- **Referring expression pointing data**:
○ ○ ○ ○

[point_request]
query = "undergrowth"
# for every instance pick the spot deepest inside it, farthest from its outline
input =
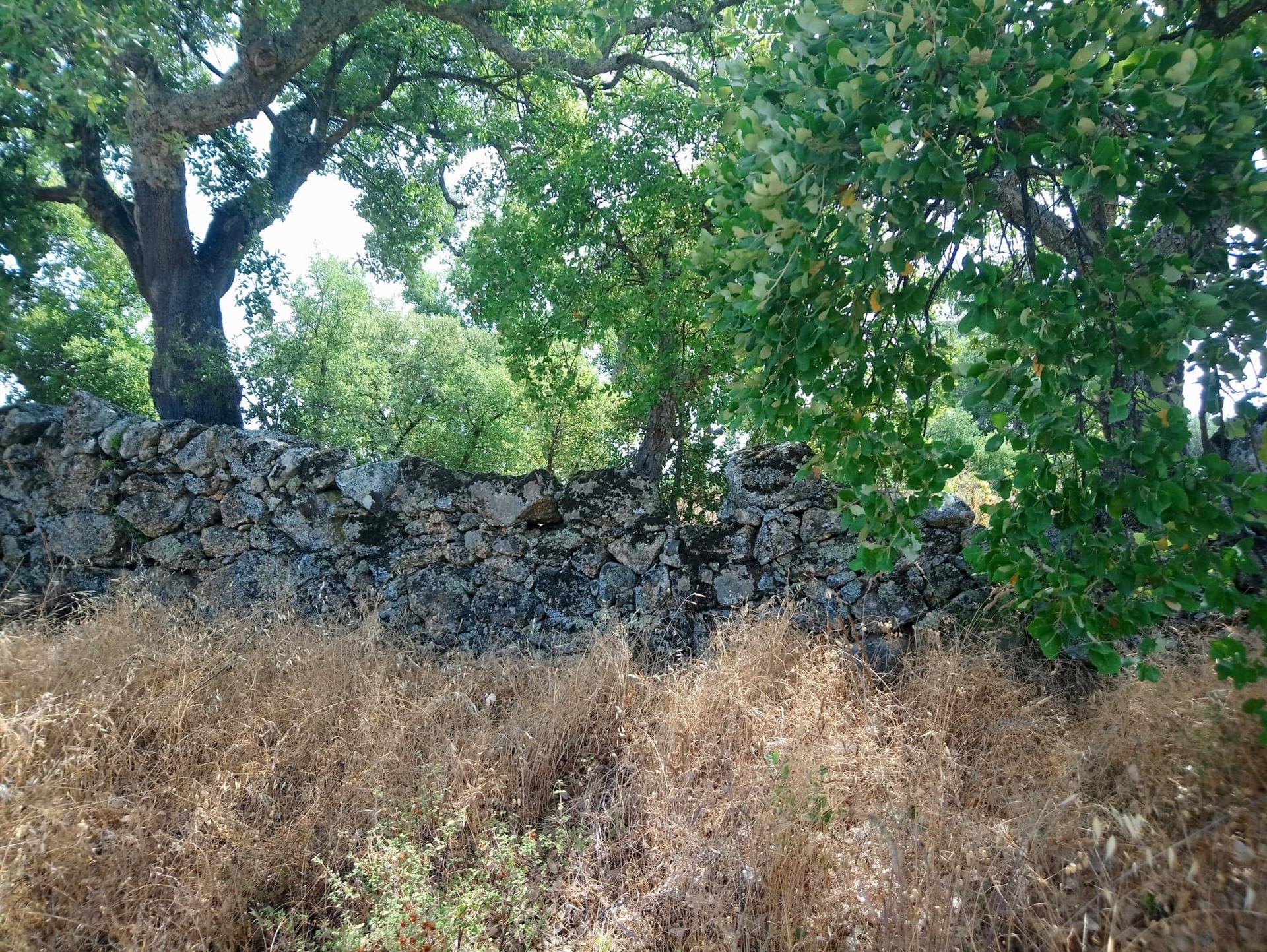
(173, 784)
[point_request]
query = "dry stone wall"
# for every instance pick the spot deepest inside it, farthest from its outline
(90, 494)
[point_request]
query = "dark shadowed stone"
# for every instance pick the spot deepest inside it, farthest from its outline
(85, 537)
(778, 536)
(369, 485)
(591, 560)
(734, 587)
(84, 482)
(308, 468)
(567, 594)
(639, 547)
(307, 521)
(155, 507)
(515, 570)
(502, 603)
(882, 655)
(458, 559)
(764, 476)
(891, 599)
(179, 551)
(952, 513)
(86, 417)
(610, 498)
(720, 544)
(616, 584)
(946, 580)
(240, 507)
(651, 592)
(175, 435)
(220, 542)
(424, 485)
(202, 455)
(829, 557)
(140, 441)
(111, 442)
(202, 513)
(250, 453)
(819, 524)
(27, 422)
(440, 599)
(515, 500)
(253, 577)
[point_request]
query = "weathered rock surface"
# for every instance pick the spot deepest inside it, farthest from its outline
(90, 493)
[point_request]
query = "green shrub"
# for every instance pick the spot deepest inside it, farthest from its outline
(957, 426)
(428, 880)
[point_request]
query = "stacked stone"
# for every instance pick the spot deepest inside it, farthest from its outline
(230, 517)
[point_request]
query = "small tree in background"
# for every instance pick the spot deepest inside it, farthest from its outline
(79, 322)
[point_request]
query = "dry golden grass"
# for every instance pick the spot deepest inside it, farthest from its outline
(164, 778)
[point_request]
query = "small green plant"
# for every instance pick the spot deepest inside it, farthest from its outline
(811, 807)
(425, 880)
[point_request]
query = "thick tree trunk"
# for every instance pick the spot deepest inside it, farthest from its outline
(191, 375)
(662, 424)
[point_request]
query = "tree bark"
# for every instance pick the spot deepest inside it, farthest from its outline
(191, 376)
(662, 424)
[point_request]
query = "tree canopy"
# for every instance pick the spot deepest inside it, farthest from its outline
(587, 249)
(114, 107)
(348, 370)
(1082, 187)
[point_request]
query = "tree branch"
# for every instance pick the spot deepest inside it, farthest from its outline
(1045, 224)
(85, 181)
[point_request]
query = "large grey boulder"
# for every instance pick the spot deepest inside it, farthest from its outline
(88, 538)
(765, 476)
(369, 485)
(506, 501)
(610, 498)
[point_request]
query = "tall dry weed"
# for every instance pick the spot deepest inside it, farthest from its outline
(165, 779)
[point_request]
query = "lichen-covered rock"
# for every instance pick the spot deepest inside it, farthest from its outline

○ ○ ○ ○

- **REQUIRED ACTION**: What is the number of lines in the data that hold the word "rock"? Reply with that number and nothing else.

- **RESPONSE TO THIS TASK**: 2